Teks Bacaan
↓↓↓
Merancang Kesejahteraan Indonesia di Tahun 2016
(Panjimas.com) – Perkembangan ekonomi global akhir-akhir ini memberikan sinyal akan pentingnya peningkatan kemandirian dan daya saing sebuah negara di dunia internasional, apa lagi Indonesia akan dihadapkan dengan implementasi Masyarakat Ekonomi ASEAN (MEA), yang pelaksanaannya akan dimulai pada 31 Desember 2015.
Pemberlakuan MEA dapat dimaknai sebagai harapan akan prospek dan peluang bagi kerjasama ekonomi antar kawasan dalam skala yang lebih luas, melalui integrasi ekonomi regional kawasan Asia Tenggara, yang ditandai dengan terjadinya arus bebas (free flow): barang, jasa, investasi, tenaga kerja, dan modal. Ini juga akan menjadikan kawasan ASEAN yang lebih dinamis dan kompetitif.
Dengan hadirnya MEA, Indonesia sejatinya memiliki peluang untuk memanfaatkan keunggulan dengan meningkatkan skala ekonomi aggregate, sebagai dasar untuk memperoleh keuntungan, dengan menjadikannya sebagai sebuah momentum untuk memacu pertumbuhan ekonomi. Bagi Indonesia, MEA akan menjadi peluang karena hambatan perdagangan akan cenderung berkurang bahkan perdagangan antar negara ASEAN menjadi bebas tanpa hambatan. Hal tersebut akan berdampak pada peningkatan ekspor yang pada akhirnya akan meningkatkan GDP Indonesia.
↑↑↑
Data Mentah
↓↓↓
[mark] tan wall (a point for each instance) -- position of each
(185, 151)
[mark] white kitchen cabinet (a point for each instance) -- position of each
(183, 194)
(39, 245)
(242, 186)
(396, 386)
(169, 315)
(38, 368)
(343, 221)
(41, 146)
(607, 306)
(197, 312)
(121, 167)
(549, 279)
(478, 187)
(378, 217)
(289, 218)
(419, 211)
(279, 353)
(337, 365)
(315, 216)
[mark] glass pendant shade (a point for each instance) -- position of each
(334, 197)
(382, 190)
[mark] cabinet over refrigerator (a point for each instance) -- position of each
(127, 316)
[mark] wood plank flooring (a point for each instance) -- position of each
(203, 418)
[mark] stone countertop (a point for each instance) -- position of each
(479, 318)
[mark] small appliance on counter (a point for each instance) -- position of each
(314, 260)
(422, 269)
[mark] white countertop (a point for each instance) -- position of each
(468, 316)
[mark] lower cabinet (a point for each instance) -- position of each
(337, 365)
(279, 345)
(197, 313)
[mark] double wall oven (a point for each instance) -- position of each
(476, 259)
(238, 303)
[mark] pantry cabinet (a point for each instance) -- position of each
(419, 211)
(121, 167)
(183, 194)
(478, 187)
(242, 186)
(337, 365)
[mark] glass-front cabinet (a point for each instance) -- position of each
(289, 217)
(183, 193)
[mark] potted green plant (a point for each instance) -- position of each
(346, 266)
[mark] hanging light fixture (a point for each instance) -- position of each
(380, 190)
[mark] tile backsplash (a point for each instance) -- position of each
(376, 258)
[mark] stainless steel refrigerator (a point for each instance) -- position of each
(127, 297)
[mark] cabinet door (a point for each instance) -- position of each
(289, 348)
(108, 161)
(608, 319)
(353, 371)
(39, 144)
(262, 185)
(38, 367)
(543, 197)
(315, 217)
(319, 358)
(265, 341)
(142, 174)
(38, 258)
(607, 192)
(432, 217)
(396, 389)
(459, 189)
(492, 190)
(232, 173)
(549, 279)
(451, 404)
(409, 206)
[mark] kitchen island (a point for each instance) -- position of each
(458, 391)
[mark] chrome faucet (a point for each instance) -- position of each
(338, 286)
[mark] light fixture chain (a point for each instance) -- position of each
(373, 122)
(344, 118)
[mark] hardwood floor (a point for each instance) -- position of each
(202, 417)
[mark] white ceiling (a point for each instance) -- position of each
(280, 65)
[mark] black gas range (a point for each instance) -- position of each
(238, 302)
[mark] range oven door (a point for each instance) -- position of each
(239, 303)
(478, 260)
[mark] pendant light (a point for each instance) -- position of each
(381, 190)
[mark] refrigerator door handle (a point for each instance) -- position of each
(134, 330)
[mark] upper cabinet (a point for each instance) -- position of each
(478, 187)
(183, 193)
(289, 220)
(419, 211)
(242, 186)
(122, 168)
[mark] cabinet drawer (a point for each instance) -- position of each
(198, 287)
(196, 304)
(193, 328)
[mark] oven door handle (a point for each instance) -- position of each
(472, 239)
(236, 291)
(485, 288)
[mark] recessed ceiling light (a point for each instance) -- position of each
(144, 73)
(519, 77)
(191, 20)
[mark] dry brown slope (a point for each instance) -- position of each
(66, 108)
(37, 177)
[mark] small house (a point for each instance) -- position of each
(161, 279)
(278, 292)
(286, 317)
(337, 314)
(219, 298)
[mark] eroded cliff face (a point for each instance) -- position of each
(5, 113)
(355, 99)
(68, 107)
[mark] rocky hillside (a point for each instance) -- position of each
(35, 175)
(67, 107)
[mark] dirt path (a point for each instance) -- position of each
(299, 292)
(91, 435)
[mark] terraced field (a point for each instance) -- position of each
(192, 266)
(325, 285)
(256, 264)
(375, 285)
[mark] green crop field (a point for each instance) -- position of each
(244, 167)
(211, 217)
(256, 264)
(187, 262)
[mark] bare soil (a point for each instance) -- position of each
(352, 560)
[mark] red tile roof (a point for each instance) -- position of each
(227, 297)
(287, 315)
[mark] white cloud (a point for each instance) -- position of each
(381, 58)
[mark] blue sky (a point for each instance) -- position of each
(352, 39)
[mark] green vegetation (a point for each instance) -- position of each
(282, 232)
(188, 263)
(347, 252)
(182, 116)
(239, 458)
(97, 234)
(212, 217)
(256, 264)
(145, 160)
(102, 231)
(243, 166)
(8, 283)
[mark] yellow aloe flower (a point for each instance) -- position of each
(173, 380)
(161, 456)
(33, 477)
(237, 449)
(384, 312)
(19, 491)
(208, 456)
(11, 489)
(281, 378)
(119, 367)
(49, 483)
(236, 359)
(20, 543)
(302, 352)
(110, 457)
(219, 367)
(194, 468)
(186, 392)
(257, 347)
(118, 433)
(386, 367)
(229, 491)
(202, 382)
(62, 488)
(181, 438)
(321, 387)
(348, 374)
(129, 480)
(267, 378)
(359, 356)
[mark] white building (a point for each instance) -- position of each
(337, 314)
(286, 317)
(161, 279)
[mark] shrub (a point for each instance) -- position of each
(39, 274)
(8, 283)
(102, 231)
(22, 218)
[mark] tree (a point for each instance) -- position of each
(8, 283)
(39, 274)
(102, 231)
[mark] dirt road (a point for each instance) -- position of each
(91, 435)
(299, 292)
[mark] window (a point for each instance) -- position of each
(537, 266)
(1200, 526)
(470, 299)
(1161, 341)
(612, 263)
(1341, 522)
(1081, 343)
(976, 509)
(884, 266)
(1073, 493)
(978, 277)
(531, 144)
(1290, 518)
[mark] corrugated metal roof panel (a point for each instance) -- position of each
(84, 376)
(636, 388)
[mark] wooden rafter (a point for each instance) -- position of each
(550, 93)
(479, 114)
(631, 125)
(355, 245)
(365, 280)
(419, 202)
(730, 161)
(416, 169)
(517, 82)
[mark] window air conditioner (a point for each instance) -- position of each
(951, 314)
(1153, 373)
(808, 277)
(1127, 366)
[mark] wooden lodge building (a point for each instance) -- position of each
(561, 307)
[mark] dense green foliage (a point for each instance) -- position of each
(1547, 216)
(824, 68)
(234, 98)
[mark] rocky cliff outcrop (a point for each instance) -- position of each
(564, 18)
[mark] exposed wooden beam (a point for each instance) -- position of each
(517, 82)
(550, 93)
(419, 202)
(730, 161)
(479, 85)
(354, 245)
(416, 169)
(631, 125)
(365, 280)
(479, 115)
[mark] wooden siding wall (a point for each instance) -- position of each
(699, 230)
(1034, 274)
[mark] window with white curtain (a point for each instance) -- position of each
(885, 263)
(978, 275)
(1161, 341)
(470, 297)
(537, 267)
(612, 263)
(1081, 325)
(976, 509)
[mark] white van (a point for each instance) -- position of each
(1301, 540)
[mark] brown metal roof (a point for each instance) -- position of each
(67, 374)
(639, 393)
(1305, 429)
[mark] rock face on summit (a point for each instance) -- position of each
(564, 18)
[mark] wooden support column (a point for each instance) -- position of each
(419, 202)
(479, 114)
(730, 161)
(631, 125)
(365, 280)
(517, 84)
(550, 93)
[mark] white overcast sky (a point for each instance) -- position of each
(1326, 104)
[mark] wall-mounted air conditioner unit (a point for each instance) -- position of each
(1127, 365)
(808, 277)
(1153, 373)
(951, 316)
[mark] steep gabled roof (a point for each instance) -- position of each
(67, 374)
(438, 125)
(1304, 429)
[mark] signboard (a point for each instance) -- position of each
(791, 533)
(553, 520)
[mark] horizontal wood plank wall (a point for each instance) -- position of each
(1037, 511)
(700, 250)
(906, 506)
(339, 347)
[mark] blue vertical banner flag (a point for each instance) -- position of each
↑↑↑
Tugas yang Diberikan
Lanjutkan teks bacaan tentang peluang Indonesia dalam MEA, dimulai tepat setelah kalimat terakhirnya.

Hasil Latihan
Namun sebaliknya, pemberlakuan MEA 2015 akan dapat menjadikan kita sebagai konsumer, yang ditandai dengan hanya menjadi pasar impor. Apabila tanpa persiapan yang matang dalam meningkatkan produktivitas, efesiensi, dan daya saing. Apa lagi saat ini Indonesia adalah pengimpor pangan yang sangat besar. Jika tidak mampu meningkatkan produksi pangannya secara mandiri, Indonesia akan terus mengalami defisit neraca perdagangan yang berdampak pada melemahnya nilai Rupiah.
Produktivitas yang tinggi mencerminkan daya saing tinggi dan daya saing tinggi berpotensi menghasilkan pertumbuhan ekonomi yang tinggi. Untuk bisa menjadi negara dengan daya saing tinggi harus ada beberapa yang harus terpenuhi diantaranya meliputi infrastruktur, kualitas birokrasi, stabilitas ekonomi makro, serta pendidikan,[1] yang kesemuanya bermuara pada upaya meningkatkan daya saing ekonomi.
Kreativitas akan menjadi aktivitas ekonomi mendatang, menggantikan fokus kini pada informasi. Menurut sejarah, agrikultur, perindustrian, dan informasi adalah merupakan hal yang dominan dalam aktivitas ekonomi manusia. Prediksinya menempatkan kreativitas dalam paradigma kategori historis yang membentuk sejarah ekonomi manusia dari sejak permulaan waktu. Maka, seperti halnya revolusi industri menggantikan agrikultur sebagai aktivitas ekonomi dominan, kreativitas pun akan menggantikan abad informasi sebagai fokus dominan ekonomi global (Nomura Research Center)[2].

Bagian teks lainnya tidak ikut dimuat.